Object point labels
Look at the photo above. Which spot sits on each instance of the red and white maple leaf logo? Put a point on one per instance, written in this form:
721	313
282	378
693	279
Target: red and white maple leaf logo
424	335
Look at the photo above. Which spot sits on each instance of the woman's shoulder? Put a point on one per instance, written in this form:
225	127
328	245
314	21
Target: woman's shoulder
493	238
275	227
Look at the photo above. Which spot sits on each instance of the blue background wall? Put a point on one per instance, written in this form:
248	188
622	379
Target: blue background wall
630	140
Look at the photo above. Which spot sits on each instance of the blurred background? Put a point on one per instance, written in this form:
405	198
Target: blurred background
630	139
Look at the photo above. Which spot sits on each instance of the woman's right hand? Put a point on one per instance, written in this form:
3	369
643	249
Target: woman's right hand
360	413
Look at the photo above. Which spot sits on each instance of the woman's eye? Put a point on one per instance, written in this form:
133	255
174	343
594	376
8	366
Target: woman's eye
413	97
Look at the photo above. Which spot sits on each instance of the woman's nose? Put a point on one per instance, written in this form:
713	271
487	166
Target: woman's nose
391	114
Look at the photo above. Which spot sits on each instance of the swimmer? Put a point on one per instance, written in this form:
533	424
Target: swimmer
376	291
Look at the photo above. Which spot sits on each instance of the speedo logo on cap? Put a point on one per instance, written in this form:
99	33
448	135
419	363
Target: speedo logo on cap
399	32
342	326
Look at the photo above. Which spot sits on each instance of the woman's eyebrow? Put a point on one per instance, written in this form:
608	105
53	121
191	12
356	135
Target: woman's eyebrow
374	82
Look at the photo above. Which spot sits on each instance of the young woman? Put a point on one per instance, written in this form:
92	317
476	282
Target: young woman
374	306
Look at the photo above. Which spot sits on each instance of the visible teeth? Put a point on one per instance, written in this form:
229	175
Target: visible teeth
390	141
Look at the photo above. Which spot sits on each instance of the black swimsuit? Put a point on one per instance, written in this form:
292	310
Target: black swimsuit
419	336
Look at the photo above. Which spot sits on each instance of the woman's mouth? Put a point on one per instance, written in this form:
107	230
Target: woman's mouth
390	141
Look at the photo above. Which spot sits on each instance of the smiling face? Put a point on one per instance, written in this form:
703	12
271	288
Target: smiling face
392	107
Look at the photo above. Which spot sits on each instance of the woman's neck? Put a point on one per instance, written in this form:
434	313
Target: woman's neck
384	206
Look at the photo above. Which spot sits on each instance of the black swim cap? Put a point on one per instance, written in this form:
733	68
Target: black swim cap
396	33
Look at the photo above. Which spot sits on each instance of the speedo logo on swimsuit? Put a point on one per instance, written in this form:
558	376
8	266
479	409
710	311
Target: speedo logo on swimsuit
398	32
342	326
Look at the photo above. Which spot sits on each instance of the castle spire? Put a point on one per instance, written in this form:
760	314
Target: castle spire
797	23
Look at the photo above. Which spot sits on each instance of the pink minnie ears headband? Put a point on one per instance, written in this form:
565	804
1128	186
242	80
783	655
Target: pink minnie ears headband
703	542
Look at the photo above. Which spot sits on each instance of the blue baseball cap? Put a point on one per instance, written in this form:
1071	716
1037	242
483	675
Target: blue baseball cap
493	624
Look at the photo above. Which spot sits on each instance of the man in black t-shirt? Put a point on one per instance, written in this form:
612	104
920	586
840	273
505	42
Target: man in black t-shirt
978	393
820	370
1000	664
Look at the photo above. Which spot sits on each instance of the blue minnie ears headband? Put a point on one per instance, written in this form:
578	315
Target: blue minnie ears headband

# Task to complete
Copy the part of the material that opens with the line containing "logo on swimsuit?" and runs through the end of the material, both ends included and requests kept. Multiply every answer coordinate by 0.55 and round to whole numbers, halves up, leaving the numbers in the requests and their format samples unchanged.

# Solution for this exercise
Look at the photo above. Which spot sits on each instance of the speedo logo on swimsuit? Put a point on one per instance, written in this form:
558	376
8	266
479	409
710	311
Target: speedo logo on swimsuit
219	18
188	179
Look at the photo above. Which spot sits on each instance of the castle spire? Put a point on one per instance, written in this form:
760	314
Target: castle spire
438	13
Look at the photo above. Which spot sits on each instance of the pink minnie ears headband? Put a point on one per instance, written in this form:
565	804
1128	186
242	80
783	655
Target: pink minnie ears headband
387	298
Look at the photo above. Which spot sits on each instance of the blue baseball cap? Put a point on one per instance, written in this form:
1071	716
1037	242
483	675
Target: blue baseball cap
271	343
Look at the photo above. Which spot sits on each instance of the man in black t-shirt? Put a point on one per instance, written in this form:
612	104
920	586
840	273
505	42
Target: man in black t-shirt
538	216
451	204
550	365
Look at the photo above. Which spot sits on each instance of the blue minnie ears headband? Put a point on one per instance, written in this form:
578	315
Target: blue minnie ears headband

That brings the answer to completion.